Task description: Using the data beneath this instruction, retype only the lines from the one that contains "Target: purple wildflower" down to the one that contains "stalk with one point per instance.", both included, exactly as they appear.

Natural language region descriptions

----------

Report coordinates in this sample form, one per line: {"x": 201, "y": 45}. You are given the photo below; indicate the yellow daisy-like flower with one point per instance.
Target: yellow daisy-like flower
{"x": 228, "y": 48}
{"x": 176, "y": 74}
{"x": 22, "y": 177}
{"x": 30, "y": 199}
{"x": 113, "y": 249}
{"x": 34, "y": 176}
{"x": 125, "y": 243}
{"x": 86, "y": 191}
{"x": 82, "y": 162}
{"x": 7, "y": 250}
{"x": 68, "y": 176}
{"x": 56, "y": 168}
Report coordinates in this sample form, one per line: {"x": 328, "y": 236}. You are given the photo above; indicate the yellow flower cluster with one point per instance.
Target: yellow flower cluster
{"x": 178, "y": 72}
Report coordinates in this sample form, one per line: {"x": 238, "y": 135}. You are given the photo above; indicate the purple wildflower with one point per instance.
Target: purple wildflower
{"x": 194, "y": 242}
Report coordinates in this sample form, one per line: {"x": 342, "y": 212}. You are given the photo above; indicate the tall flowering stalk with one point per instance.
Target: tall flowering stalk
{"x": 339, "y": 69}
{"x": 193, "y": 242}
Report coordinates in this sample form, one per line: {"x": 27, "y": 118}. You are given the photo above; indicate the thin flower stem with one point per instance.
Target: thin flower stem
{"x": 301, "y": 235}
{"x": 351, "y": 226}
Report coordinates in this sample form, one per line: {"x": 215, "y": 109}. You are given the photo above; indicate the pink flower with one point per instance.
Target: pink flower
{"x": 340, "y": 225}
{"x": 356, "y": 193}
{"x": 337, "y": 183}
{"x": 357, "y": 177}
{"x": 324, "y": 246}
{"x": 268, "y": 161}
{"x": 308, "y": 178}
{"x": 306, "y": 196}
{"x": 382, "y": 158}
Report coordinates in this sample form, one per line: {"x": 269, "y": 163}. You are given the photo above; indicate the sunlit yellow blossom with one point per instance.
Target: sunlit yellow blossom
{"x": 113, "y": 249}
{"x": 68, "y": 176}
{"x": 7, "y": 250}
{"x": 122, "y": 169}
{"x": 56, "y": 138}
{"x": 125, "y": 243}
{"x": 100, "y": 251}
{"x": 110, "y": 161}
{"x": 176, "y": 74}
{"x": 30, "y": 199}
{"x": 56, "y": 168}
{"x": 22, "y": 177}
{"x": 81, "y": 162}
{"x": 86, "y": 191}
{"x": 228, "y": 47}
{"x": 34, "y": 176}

----------

Written answer:
Target: purple wildflower
{"x": 194, "y": 242}
Report coordinates in this sample form, one per line: {"x": 342, "y": 212}. You are given the photo above; indicate the tall flowering stalk with one point per instance.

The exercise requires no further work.